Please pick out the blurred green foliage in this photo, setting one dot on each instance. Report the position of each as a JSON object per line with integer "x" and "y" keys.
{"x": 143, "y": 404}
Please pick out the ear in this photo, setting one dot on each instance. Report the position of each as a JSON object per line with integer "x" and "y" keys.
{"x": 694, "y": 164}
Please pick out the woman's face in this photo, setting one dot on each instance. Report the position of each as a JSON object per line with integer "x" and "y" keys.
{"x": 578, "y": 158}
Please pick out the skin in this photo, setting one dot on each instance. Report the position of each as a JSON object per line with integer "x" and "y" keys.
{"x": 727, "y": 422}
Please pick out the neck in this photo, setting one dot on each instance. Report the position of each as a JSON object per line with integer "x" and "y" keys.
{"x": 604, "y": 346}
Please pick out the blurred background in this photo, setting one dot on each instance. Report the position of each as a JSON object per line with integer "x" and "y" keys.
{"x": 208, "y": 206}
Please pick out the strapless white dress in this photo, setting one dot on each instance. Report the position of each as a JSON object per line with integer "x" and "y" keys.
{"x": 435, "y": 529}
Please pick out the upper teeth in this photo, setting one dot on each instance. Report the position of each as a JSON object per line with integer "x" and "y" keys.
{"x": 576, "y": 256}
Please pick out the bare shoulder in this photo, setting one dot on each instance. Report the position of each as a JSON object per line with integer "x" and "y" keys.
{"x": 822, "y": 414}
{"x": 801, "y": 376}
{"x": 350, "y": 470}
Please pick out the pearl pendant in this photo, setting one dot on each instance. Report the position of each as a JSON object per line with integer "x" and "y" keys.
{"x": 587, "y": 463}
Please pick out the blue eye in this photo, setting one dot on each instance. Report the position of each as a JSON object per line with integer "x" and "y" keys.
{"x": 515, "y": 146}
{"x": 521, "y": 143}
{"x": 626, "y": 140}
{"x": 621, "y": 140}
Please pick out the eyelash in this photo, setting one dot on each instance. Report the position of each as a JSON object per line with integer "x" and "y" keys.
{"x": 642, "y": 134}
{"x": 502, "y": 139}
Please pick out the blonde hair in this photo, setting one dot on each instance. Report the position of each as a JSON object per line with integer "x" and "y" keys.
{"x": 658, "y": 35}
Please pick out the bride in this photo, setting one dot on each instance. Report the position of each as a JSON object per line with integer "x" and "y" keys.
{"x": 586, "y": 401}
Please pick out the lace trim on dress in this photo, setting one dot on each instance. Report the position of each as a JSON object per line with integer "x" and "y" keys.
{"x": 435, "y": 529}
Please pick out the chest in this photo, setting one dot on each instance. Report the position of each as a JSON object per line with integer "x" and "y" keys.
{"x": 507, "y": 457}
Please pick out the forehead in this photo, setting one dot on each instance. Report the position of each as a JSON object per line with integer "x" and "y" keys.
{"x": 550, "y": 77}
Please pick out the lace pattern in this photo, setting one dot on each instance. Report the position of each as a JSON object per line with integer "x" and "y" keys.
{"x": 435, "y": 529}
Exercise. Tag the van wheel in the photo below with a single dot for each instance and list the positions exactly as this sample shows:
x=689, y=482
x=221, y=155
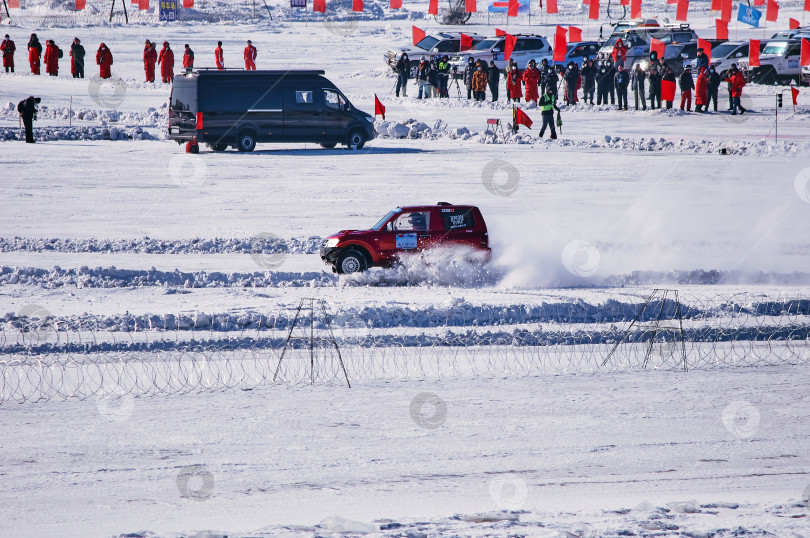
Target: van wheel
x=349, y=262
x=356, y=139
x=246, y=142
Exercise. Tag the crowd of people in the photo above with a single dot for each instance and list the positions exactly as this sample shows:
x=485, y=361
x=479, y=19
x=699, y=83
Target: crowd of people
x=51, y=55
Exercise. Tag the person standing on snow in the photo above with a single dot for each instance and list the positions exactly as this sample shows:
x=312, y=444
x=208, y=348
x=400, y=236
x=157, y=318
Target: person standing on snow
x=8, y=47
x=34, y=53
x=77, y=58
x=219, y=56
x=166, y=61
x=548, y=104
x=250, y=56
x=104, y=61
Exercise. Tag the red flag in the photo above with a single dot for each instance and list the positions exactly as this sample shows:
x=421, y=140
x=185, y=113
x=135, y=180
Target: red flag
x=772, y=11
x=753, y=52
x=466, y=42
x=682, y=11
x=721, y=28
x=593, y=10
x=522, y=119
x=509, y=46
x=379, y=109
x=635, y=9
x=659, y=47
x=667, y=90
x=418, y=33
x=560, y=44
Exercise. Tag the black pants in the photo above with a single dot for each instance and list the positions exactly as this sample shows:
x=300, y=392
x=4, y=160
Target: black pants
x=28, y=122
x=548, y=119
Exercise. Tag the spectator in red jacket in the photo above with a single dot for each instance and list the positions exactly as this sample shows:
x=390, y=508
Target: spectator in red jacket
x=104, y=61
x=166, y=61
x=149, y=60
x=8, y=47
x=250, y=57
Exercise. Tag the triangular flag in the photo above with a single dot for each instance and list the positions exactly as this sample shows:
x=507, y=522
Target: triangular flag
x=772, y=11
x=753, y=52
x=418, y=34
x=682, y=11
x=379, y=109
x=593, y=10
x=722, y=29
x=635, y=9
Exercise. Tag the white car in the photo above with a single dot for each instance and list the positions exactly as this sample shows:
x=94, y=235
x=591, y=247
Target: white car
x=527, y=47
########################################
▸ Required work:
Each line above should be written out again exactly, and no picture should appear in the copy.

▸ Answer for this exercise:
Please pick out the blurred green foliage in this photo, setting one dot on each instance. Report the position of each as a JSON object per line with integer "x" and "y" keys.
{"x": 143, "y": 404}
Please pick out the ear in this photo, setting one dot on each instance. Report the position of each as a JSON object per line with integer "x" and "y" keys.
{"x": 694, "y": 164}
Please pick out the woman's face in this photo, setting one dot on each instance. Report the position of each as a JSON object per line with integer "x" and "y" keys.
{"x": 578, "y": 158}
Please pick out the skin in this photo, setting one dot on each instance. Report the position of each as a JSON object per line with integer "x" and "y" keys.
{"x": 727, "y": 422}
Please pick out the neck in this photo, setting one dot on each instance. Report the position of each as a JSON object per line with integer "x" and "y" keys.
{"x": 604, "y": 346}
Please pick out the blurred background in this photo, setting one dot on each instance. Report the position of each as a JSON object per line with integer "x" and "y" keys.
{"x": 208, "y": 206}
Please pick out the strapless white dress in this photo, setting one dot on each instance. Report the position of each as a JSON object per line with integer "x" and "y" keys.
{"x": 435, "y": 529}
Please pick out the upper teeth in this photo, setting one dot on each instance. Report the position of each as a JSON object per line with integer "x" and "y" keys.
{"x": 576, "y": 256}
Please pick out the bare shoulder in this photo, setting one dot on each instance. Report the position of each as a JSON object per line with integer "x" and "y" keys.
{"x": 822, "y": 414}
{"x": 801, "y": 376}
{"x": 350, "y": 470}
Please pick out the pearl pendant in this photo, setting one dot on each instance. Report the position of each as a JSON object per line with integer "x" and "y" keys.
{"x": 587, "y": 463}
Please pick out the blue eye in this photo, setting one dot on each instance. Report the position of each as a JSON object per line with integer "x" and "y" keys.
{"x": 515, "y": 146}
{"x": 521, "y": 143}
{"x": 626, "y": 140}
{"x": 621, "y": 140}
Please pick out the eyelash in this photo, setting one dot on each instance. Report the position of each as a JSON object per line with integer "x" and "y" keys.
{"x": 642, "y": 134}
{"x": 502, "y": 139}
Please pick out the blonde hair in this photo, setting one dot on each instance. Report the position of each as a JSON object per line with integer "x" and "y" keys.
{"x": 658, "y": 35}
Please pick out the bride in this photo, setting one dot on each instance. Report the position of each as a JSON object per line with integer "x" and "y" keys.
{"x": 586, "y": 401}
Please pick out the lace trim on dress in this photo, setting one dot on each instance. Report the position of each as a JSON object per line with integer "x" and "y" keys.
{"x": 435, "y": 529}
Please pick out the chest in this photo, setting one dot on each instance. Report the position of each as a JSON object per line with integer "x" and "y" keys.
{"x": 507, "y": 457}
Please pick out the forehead in this photo, setting one dot on each instance. Report the position of each as a JSON object per line with integer "x" and "y" keys.
{"x": 550, "y": 77}
Please pick out the lace pattern in this photo, setting one dot on each instance. Report the position of each as a JSON object per line with integer "x" and "y" keys.
{"x": 435, "y": 529}
Exercise. Tag the van wheel in the photo below with a single dot for each instance and list the positions exactly as this sample shows:
x=689, y=482
x=221, y=155
Target: van wheel
x=349, y=262
x=356, y=139
x=246, y=142
Exercise. Tag the crowd of people in the photo above with a single dot for each instance and list the positions exactly as this sample shows:
x=485, y=361
x=479, y=19
x=699, y=83
Target: crowd of people
x=51, y=55
Exercise. Tag the person standing on snow in the photo above with a single dot for each instance and list the positions exactly as this sample shows:
x=312, y=444
x=208, y=348
x=400, y=236
x=157, y=318
Target: person standing on snow
x=8, y=47
x=34, y=53
x=77, y=58
x=219, y=56
x=166, y=61
x=548, y=104
x=250, y=56
x=104, y=61
Exercise. Tag the red flag in the photo above with a single dot for each instance and list the positions exactly as this sample shows:
x=421, y=140
x=185, y=113
x=135, y=180
Target: red flag
x=772, y=11
x=753, y=52
x=466, y=42
x=682, y=11
x=721, y=28
x=593, y=10
x=522, y=119
x=509, y=46
x=379, y=109
x=635, y=9
x=659, y=47
x=667, y=90
x=418, y=33
x=560, y=44
Exercise. Tag the black pants in the photo above with a single dot for each instance and list the positions exactly as this sample shows:
x=300, y=392
x=4, y=160
Target: black pants
x=28, y=122
x=548, y=119
Exercise. Tag the spectator in red jacket in the photo above with a single dot for each instance and list the positions exactly as this sample shows:
x=390, y=508
Target: spectator in red jacket
x=104, y=61
x=166, y=61
x=149, y=60
x=8, y=47
x=250, y=57
Exercise. Tag the triangular flag in the photo above with a single dot for each instance and list the positions exactly as this sample shows:
x=507, y=522
Target: triangular flag
x=772, y=11
x=753, y=52
x=418, y=34
x=682, y=11
x=379, y=109
x=593, y=10
x=722, y=29
x=635, y=9
Exercise. Tag the white car in the photo above with a single dot for each instance and list the positions exactly as this sample shows:
x=94, y=235
x=591, y=247
Target: white car
x=527, y=47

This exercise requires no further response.